Required work =
(1) In the patent abstract on variable-length data encoding, rewrite everything from "发明名称 Encoding of" down to "utilize hybrid formats.", putting "permute" wherever "shuffle" appears.
(2) According to the patent abstract, which encoding formats may embodiments include?

Document passage =

发明名称 Encoding of variable-length data with unary formats
摘要 Embodiments provide methods and systems for encoding and decoding variable-length data, which may include methods for encoding and decoding search engine posting lists. Embodiments may include different encoding formats including group unary, packed unary, and/or packed binary formats. Some embodiments may utilize single instruction multiple data (SIMD) instructions that may perform a parallel shuffle operation on encoded data as part of the decoding processes. Some embodiments may utilize lookup tables to determine shuffle sequences and/or masks and/or shifts to be utilized in the decoding processes. Some embodiments may utilize hybrid formats.

Dataset rows =
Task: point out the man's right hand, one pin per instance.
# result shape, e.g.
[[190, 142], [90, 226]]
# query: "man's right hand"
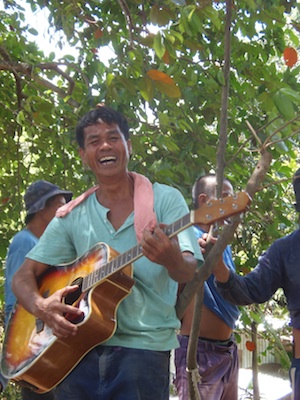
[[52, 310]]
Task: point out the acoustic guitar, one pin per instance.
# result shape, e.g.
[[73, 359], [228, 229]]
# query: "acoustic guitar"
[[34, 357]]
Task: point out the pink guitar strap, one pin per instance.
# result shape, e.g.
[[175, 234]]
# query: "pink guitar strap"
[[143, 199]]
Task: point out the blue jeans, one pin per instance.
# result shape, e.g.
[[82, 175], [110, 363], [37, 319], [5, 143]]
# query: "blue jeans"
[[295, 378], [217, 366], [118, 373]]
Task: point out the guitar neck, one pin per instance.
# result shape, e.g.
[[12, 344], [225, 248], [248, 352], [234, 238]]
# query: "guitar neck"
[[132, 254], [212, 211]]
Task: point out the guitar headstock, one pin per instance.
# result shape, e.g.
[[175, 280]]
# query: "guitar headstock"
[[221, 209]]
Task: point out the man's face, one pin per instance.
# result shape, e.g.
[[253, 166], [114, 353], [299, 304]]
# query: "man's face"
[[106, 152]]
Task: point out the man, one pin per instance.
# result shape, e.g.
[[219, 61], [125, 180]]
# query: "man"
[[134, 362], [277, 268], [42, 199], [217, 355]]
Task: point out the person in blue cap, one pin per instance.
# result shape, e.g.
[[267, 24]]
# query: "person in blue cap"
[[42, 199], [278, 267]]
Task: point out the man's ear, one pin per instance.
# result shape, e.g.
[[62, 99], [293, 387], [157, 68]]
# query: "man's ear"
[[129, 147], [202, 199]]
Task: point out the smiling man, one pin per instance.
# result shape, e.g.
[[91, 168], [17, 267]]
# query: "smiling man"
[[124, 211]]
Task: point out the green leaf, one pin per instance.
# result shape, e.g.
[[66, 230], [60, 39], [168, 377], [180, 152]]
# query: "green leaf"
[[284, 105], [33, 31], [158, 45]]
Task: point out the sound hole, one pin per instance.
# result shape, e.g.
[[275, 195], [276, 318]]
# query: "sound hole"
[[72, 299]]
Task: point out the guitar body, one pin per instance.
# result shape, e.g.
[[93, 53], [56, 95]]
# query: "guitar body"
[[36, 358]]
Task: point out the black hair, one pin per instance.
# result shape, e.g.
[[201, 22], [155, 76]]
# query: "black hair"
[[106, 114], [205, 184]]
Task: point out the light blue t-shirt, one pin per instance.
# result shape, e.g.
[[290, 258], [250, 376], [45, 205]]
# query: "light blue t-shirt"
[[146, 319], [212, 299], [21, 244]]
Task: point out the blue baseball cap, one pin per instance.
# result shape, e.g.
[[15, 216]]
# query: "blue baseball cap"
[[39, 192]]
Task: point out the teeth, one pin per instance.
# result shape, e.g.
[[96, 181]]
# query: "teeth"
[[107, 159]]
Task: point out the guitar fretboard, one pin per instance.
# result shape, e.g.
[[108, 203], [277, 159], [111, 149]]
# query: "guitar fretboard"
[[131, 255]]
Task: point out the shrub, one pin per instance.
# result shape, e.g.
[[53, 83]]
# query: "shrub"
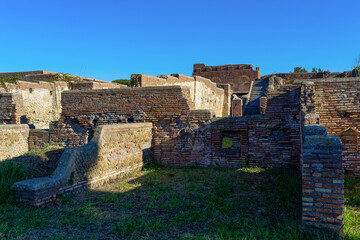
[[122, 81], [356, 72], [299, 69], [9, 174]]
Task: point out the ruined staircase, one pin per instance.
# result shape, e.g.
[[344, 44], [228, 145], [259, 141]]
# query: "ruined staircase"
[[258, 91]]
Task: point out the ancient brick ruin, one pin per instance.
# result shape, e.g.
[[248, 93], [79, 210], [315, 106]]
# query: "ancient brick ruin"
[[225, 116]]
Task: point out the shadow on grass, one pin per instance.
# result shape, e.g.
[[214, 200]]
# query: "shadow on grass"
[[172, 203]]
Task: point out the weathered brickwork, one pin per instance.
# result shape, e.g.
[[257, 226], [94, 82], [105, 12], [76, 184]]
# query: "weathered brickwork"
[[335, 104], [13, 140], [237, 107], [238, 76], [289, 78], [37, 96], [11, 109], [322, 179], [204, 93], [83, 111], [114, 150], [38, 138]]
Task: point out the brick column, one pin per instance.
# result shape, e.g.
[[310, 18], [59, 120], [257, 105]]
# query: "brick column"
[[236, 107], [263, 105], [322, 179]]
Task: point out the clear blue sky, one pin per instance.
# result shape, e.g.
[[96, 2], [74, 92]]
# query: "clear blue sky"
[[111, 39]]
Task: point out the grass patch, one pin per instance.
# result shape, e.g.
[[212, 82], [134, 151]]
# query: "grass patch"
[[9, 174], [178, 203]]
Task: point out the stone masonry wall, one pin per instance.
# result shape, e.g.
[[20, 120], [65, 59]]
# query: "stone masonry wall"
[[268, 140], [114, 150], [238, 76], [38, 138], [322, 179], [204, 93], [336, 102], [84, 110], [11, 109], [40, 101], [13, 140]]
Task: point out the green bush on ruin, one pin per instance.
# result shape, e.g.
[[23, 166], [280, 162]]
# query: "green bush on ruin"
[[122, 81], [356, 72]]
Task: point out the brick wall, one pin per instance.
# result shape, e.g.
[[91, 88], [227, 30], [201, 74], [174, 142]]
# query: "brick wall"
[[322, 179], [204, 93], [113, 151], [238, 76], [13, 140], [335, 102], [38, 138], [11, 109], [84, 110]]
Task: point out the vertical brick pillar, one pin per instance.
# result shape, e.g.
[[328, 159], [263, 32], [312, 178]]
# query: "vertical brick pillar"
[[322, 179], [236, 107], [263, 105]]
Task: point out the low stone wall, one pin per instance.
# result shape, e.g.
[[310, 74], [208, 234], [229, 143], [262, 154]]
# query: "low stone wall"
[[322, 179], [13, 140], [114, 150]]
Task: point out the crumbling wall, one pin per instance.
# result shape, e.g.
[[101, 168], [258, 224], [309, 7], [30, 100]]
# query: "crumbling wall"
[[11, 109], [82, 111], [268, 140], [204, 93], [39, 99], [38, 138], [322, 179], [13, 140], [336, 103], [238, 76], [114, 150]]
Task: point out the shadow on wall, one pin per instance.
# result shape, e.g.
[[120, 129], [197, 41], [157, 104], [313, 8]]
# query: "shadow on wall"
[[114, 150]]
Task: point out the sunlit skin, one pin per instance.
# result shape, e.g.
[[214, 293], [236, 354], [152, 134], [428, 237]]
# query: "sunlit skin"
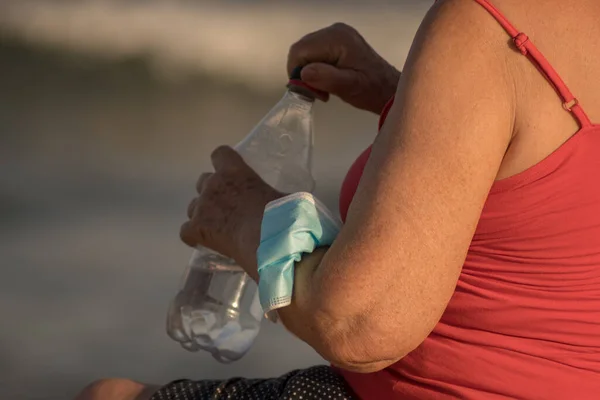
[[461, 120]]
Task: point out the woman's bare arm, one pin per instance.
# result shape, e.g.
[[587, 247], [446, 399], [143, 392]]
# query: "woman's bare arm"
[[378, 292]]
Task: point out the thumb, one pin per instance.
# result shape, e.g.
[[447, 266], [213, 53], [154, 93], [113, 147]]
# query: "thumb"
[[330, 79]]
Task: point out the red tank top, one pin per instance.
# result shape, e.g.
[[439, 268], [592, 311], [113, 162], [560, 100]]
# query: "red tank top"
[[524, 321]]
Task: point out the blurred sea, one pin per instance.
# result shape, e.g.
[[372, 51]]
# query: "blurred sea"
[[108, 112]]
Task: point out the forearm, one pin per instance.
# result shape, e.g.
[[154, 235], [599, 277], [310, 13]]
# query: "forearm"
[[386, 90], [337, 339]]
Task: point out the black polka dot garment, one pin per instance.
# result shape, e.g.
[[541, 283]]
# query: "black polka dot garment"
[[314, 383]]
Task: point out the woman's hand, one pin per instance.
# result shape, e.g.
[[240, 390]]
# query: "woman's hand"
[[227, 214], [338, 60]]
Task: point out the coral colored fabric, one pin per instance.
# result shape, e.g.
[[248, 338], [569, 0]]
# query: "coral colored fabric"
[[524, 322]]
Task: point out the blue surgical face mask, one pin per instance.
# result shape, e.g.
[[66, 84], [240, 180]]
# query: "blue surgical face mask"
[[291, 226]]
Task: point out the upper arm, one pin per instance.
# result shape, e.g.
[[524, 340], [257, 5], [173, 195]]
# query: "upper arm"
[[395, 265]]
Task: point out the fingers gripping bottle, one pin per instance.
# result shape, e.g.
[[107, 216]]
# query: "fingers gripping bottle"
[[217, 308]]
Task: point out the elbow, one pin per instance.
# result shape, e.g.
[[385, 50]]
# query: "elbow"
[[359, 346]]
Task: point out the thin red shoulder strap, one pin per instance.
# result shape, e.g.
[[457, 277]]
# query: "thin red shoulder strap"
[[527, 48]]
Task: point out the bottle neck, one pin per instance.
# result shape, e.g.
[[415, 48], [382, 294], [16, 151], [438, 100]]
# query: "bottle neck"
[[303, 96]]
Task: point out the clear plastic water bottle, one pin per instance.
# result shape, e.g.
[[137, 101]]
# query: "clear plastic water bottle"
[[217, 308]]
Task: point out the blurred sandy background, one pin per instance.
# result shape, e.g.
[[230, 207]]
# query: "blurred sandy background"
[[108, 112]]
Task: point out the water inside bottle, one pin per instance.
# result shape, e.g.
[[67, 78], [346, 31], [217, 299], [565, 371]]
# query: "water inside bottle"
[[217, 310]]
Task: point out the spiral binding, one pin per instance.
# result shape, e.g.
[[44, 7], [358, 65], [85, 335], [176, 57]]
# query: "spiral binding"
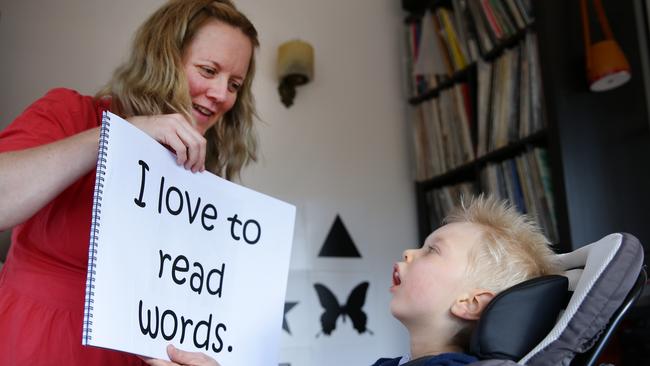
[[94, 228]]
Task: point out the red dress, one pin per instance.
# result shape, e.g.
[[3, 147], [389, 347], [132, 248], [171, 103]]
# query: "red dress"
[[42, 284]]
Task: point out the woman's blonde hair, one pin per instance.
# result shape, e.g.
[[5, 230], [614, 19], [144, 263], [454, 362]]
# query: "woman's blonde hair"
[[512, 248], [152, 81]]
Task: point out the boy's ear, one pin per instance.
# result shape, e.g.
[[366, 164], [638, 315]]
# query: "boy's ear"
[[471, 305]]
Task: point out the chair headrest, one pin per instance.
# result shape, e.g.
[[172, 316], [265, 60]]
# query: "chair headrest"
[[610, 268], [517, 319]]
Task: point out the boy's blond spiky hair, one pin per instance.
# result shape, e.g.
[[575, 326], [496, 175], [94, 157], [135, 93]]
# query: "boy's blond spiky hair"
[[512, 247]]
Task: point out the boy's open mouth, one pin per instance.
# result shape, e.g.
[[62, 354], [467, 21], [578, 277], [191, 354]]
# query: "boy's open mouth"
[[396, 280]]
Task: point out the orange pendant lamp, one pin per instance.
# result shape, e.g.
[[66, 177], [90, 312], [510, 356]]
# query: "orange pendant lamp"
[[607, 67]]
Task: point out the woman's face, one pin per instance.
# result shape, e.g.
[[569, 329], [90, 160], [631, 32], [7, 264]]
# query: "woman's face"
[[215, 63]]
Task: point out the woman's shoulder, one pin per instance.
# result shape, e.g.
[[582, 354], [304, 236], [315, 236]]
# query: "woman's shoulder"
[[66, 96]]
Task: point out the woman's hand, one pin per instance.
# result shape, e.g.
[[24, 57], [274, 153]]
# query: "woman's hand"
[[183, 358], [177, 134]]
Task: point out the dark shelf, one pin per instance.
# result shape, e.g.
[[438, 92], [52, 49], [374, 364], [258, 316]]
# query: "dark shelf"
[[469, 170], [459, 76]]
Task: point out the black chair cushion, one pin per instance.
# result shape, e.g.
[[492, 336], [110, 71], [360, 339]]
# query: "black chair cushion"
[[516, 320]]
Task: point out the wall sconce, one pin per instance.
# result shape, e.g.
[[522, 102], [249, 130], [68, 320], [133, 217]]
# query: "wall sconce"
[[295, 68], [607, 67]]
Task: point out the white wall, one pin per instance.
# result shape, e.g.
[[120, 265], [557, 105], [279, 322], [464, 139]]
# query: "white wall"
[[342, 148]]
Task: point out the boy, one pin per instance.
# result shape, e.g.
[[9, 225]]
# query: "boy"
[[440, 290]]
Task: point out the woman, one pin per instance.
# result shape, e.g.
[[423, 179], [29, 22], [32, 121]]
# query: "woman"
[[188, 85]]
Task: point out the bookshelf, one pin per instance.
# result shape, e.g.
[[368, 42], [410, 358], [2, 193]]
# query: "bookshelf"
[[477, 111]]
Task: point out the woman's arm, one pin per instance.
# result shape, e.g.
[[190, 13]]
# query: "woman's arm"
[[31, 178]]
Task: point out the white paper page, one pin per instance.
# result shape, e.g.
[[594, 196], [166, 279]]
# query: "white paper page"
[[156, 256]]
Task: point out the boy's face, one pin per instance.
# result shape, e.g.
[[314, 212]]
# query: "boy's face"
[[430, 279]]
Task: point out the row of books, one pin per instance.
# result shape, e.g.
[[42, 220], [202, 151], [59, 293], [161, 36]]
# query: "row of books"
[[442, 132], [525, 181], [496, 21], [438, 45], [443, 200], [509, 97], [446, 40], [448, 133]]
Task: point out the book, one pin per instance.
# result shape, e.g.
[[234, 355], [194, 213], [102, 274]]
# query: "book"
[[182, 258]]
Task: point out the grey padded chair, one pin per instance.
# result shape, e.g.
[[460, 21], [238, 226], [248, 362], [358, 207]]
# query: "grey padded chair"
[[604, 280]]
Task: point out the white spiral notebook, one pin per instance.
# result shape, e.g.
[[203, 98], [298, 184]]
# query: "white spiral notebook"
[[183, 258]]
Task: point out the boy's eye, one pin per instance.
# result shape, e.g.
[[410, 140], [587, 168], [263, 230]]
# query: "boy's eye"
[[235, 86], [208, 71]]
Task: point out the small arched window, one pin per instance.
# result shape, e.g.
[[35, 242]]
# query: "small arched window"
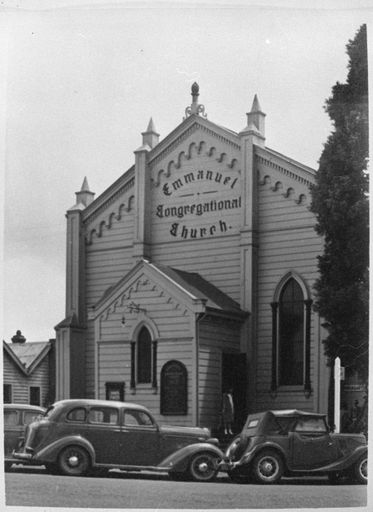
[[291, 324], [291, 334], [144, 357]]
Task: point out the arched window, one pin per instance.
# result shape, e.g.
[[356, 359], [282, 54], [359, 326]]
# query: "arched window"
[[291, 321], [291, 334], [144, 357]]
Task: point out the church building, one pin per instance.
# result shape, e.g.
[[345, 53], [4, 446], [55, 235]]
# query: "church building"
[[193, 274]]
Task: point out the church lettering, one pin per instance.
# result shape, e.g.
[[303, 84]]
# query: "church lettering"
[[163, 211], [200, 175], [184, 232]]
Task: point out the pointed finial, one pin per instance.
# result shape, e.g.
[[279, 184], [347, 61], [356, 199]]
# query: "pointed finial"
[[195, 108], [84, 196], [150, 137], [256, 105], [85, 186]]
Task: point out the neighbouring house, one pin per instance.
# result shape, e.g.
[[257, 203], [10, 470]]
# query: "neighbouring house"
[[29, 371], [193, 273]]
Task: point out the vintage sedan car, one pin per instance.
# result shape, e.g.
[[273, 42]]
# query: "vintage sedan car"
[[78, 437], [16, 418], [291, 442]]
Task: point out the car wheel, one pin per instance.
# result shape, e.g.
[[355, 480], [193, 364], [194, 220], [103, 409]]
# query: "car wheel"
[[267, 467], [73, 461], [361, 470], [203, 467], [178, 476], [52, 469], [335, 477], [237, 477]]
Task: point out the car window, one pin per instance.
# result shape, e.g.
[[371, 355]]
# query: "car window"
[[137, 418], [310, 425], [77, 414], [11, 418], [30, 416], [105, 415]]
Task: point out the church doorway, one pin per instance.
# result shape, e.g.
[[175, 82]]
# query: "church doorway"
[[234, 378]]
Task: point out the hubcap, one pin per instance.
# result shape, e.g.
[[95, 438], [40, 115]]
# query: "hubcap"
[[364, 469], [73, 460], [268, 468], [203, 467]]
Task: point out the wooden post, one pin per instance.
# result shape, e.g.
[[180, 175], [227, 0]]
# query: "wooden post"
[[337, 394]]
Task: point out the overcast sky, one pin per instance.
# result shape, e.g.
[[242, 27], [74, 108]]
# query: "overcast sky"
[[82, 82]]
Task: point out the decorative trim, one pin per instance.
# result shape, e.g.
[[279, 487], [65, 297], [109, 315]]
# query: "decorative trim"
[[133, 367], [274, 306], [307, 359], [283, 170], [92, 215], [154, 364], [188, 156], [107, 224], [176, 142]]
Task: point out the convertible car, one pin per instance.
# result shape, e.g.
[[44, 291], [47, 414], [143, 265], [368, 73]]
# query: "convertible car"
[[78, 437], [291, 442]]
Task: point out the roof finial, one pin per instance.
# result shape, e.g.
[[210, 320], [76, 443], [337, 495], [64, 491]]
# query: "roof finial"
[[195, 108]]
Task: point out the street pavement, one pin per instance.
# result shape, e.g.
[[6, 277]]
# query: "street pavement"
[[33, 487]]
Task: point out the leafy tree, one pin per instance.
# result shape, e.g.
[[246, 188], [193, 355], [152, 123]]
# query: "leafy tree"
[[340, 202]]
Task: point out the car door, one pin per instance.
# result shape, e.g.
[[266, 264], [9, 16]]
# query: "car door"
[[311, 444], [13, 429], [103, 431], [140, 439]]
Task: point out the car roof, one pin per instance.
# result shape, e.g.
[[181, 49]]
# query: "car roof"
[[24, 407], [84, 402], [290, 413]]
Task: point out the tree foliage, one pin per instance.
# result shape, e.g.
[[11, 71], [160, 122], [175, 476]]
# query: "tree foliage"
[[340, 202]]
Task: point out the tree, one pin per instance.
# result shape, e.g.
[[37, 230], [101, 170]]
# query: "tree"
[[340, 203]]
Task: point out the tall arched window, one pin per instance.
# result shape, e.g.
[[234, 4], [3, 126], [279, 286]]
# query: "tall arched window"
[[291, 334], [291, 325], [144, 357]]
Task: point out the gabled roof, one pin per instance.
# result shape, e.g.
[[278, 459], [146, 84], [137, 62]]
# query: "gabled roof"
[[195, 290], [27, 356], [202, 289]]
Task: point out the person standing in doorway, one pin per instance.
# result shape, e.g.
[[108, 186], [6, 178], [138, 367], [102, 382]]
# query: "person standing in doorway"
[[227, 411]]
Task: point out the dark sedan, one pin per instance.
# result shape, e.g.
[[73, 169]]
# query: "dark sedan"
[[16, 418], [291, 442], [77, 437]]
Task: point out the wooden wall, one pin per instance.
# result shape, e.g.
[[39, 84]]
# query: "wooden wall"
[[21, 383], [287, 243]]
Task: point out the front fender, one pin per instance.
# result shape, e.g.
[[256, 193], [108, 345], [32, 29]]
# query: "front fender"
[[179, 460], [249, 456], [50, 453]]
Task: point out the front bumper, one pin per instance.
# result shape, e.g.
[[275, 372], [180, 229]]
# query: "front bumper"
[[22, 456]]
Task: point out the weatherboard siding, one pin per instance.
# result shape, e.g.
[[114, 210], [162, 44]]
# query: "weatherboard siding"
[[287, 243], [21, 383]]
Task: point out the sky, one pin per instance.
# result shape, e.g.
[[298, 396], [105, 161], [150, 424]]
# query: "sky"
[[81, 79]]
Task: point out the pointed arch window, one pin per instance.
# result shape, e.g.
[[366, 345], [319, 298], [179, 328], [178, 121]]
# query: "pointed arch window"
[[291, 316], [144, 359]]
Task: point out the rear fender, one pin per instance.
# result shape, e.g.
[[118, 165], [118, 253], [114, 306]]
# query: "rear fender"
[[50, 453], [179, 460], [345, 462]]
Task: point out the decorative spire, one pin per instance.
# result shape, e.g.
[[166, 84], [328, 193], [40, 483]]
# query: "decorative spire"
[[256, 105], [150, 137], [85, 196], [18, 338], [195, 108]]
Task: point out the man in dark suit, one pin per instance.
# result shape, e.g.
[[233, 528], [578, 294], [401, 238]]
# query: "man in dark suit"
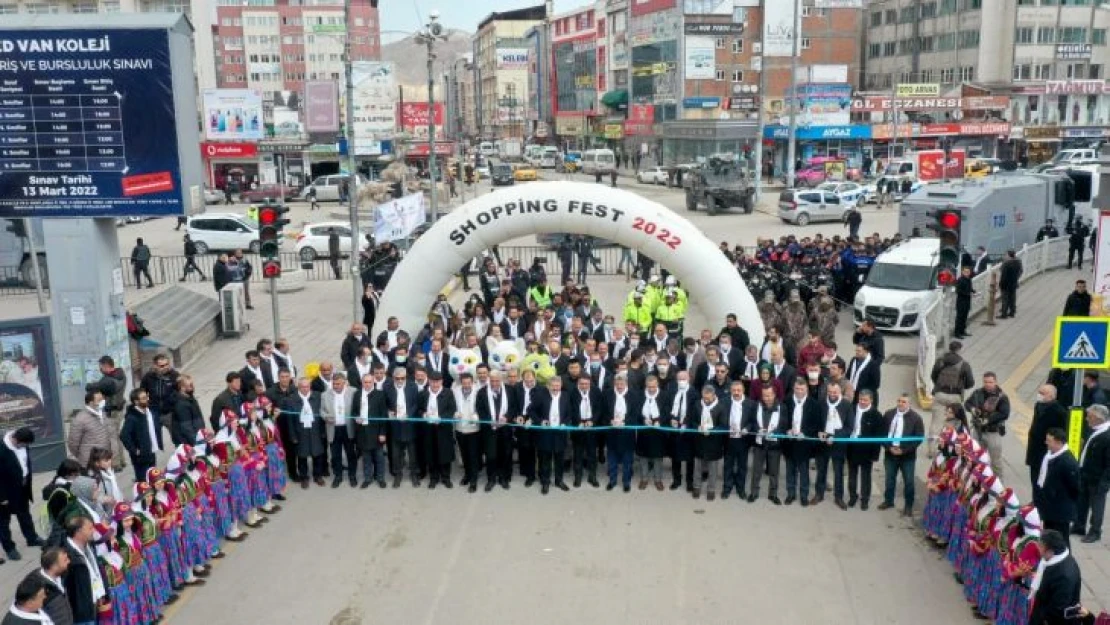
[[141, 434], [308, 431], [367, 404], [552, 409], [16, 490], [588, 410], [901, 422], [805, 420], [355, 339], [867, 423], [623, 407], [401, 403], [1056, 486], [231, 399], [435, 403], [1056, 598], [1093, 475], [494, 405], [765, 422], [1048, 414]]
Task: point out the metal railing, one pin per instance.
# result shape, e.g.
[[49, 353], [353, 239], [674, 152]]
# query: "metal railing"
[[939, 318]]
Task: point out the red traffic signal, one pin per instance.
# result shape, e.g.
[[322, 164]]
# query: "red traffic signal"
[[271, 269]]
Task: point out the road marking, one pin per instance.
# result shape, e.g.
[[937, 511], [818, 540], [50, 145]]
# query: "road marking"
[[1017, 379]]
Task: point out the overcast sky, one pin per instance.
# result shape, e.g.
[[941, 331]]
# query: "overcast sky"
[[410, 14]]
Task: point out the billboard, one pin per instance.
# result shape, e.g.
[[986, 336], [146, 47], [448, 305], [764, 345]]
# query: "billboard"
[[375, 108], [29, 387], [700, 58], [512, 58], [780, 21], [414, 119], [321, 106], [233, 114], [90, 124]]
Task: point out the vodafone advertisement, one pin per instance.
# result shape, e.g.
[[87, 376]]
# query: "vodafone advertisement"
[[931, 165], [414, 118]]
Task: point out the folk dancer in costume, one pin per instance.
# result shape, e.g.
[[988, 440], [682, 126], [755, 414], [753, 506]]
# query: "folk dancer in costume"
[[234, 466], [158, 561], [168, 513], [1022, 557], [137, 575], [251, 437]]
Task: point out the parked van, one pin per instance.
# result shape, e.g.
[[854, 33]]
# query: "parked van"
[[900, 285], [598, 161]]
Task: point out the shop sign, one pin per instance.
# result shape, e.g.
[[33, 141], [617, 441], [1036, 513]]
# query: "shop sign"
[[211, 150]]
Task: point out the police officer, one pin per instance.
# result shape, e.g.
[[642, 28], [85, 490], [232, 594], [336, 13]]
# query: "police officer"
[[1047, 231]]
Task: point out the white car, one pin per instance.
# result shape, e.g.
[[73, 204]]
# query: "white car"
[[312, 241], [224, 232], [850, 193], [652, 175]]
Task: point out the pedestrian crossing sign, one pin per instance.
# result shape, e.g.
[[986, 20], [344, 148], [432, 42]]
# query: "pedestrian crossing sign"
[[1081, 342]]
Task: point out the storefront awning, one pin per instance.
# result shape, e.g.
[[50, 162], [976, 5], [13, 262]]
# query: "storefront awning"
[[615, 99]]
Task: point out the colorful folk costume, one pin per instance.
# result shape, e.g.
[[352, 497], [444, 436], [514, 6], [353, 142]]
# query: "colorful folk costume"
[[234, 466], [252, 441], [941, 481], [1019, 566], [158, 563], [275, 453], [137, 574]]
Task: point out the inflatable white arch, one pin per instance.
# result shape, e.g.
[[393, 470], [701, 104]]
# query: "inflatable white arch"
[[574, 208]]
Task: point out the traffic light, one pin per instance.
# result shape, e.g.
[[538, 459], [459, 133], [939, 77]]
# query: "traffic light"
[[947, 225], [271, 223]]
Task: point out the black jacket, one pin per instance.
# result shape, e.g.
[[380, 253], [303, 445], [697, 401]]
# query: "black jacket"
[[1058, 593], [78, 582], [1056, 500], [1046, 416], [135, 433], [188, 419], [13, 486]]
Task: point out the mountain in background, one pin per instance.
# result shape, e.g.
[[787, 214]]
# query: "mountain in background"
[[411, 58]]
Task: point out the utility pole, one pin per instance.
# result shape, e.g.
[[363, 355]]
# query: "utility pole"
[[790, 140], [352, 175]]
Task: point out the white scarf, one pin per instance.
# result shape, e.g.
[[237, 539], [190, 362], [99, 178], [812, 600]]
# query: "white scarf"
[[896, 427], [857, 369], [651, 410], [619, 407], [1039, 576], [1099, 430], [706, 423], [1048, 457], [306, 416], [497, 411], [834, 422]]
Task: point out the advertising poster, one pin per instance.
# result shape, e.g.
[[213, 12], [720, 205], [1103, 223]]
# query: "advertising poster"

Task responses =
(1)
发明名称 Encoding of variable-length data with unary formats
摘要 Embodiments provide methods and systems for encoding and decoding variable-length data, which may include methods for encoding and decoding search engine posting lists. Embodiments may include different encoding formats including group unary, packed unary, and/or packed binary formats. Some embodiments may utilize single instruction multiple data (SIMD) instructions that may perform a parallel permute operation on encoded data as part of the decoding processes. Some embodiments may utilize lookup tables to determine permute sequences and/or masks and/or shifts to be utilized in the decoding processes. Some embodiments may utilize hybrid formats.

(2) Group unary, packed unary, and/or packed binary formats.